■ **To do**
Each entry, in full: copy it out exactly.

*** Opening Material provided ***

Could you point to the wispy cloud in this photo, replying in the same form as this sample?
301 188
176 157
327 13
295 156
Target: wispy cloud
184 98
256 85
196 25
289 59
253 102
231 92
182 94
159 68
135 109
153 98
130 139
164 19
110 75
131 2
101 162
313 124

*** Closing Material provided ***

■ **Exercise response**
Could you point to the wispy cloud in this photo, replying in the same form as this sample?
301 188
176 157
327 13
295 156
Target: wispy cloud
184 98
256 85
196 25
289 59
253 102
231 92
182 94
159 68
135 109
153 98
130 139
164 19
110 75
131 2
101 162
313 124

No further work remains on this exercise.